**Your instructions**
Which lines in the records below contain the string "coastline", matching case exactly? Gather every such line and copy it out in full.

..............................

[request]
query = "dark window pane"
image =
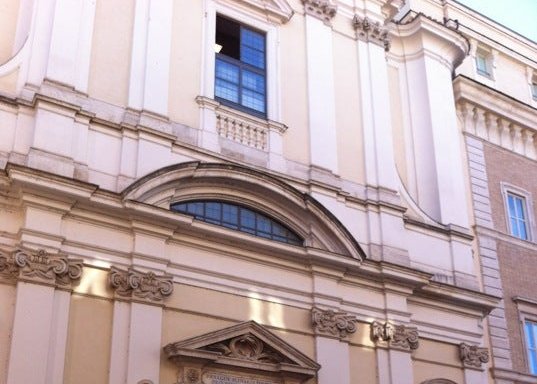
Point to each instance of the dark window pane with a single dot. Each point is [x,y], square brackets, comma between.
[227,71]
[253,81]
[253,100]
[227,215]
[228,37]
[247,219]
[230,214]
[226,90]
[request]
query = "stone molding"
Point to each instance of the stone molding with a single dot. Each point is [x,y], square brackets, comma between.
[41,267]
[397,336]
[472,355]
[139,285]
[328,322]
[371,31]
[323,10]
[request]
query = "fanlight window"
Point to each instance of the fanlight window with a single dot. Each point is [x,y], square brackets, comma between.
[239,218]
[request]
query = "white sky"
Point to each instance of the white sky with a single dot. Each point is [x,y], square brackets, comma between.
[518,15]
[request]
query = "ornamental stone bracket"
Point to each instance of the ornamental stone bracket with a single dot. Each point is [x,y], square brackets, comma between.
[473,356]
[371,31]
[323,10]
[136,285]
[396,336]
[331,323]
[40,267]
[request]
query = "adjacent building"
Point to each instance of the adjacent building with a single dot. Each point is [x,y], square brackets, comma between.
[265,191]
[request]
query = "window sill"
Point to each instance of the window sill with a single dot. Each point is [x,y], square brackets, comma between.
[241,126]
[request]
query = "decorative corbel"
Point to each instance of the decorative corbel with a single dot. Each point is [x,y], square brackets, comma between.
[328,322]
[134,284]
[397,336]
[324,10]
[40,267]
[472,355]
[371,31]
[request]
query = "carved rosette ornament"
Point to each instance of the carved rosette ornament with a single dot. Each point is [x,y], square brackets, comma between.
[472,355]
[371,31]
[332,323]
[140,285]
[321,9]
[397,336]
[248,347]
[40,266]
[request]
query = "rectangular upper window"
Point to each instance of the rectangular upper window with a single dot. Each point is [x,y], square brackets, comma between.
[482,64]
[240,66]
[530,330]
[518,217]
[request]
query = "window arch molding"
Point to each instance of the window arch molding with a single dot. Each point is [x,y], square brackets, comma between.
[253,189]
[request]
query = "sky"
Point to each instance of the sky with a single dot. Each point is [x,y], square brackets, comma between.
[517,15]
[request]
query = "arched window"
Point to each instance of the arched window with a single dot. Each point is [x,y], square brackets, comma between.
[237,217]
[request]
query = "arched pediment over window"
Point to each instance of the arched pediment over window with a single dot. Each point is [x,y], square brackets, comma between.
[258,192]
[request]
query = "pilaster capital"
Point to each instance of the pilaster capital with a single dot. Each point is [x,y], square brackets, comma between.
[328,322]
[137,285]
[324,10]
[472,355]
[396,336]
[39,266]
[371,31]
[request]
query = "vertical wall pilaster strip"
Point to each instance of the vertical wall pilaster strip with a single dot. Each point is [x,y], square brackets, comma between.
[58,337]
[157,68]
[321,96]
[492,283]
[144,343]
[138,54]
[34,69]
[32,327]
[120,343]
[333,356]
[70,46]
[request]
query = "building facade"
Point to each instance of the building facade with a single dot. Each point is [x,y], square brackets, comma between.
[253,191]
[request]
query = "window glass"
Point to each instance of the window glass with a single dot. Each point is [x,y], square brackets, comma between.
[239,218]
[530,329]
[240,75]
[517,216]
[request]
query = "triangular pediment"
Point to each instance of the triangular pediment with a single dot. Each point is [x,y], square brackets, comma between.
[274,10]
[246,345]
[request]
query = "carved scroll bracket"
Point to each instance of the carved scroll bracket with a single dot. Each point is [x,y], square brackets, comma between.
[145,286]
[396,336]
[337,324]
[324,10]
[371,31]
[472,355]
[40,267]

..............................

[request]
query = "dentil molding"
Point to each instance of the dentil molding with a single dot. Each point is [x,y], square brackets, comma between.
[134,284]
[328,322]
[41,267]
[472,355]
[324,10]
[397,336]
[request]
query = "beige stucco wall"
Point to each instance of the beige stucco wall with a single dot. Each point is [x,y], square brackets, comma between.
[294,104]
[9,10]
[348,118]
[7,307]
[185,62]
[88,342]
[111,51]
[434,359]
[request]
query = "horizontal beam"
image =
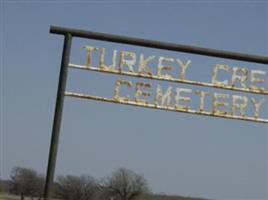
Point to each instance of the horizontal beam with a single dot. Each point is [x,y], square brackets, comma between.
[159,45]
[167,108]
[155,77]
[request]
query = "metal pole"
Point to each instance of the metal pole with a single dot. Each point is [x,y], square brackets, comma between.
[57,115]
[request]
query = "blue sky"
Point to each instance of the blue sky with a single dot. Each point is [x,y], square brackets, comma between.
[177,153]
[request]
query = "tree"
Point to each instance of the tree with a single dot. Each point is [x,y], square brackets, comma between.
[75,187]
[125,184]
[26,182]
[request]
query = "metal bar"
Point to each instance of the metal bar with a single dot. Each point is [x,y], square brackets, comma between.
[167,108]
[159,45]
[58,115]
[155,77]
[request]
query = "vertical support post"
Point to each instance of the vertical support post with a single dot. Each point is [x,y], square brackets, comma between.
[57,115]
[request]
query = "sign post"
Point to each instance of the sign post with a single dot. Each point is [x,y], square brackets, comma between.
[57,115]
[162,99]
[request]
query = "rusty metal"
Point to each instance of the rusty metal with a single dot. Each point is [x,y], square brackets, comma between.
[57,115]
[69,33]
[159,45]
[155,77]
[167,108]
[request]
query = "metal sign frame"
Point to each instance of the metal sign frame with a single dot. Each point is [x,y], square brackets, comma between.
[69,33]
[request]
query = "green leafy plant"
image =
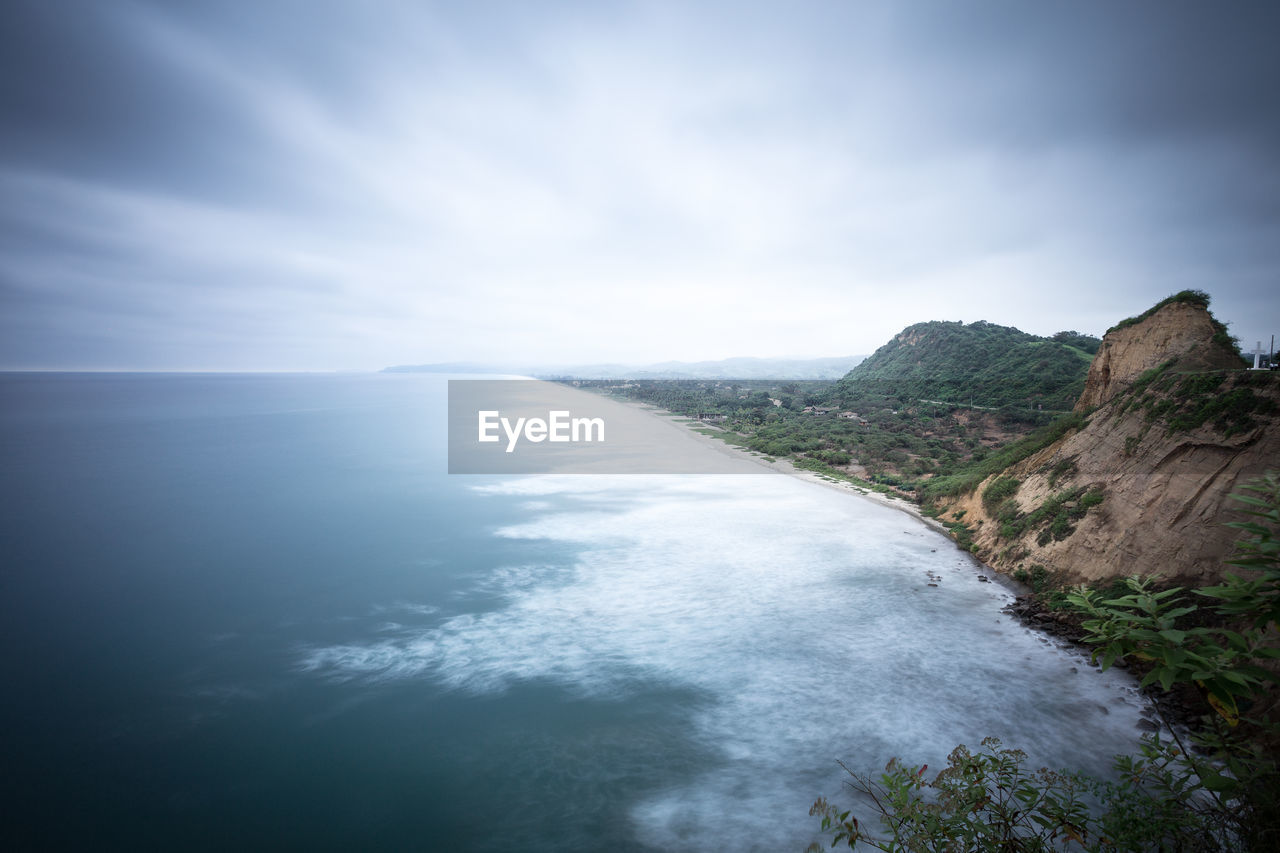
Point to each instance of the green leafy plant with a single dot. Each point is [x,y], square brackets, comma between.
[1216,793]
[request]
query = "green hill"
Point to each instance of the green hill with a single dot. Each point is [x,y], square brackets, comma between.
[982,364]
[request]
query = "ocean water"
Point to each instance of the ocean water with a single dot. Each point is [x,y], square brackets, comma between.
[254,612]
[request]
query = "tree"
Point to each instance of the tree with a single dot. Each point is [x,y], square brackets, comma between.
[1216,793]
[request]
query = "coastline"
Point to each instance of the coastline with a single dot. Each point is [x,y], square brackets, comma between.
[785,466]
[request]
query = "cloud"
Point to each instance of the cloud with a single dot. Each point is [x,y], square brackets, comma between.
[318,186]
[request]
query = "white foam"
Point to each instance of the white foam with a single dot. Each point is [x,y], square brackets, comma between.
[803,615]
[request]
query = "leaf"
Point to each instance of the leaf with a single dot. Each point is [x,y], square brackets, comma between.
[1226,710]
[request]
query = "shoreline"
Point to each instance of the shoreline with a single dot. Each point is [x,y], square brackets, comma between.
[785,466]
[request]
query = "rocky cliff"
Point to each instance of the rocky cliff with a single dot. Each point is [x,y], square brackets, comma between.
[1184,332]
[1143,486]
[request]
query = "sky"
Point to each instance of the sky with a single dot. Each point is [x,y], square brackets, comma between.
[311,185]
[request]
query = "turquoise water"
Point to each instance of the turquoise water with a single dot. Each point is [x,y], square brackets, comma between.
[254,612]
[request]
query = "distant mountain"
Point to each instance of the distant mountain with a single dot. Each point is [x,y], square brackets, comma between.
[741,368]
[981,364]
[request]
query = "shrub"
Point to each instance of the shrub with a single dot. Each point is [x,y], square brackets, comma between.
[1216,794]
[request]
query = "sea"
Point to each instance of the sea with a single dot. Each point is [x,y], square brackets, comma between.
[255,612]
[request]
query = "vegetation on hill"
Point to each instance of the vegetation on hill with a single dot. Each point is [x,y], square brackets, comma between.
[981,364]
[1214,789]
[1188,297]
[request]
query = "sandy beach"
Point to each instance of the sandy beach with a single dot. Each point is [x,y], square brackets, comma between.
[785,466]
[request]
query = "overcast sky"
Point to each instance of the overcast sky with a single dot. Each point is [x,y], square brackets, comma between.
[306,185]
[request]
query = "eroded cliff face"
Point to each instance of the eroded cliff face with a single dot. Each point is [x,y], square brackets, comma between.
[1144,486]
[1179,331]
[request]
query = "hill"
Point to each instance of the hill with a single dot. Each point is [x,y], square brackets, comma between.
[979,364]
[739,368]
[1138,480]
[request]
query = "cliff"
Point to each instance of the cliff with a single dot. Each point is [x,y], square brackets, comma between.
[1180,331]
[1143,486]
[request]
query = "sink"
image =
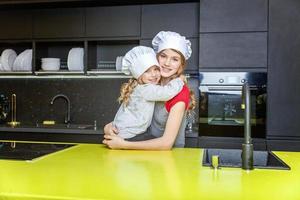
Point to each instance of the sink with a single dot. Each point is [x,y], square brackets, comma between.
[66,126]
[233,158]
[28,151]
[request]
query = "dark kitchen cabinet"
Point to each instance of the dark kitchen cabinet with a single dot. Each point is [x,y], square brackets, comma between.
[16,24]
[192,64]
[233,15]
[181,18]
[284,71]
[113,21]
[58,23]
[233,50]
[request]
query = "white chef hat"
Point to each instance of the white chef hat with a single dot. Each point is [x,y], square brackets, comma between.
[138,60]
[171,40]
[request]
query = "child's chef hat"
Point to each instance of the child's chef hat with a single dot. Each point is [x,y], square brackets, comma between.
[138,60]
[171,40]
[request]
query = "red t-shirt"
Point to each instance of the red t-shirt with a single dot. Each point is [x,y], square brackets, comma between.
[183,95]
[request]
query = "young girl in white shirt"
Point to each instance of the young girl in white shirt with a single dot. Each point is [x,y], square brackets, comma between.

..............................

**Correct output**
query = "coastline"
Point to each instance of the coastline with a single dot. Each point is [x,y], square brackets, comma between.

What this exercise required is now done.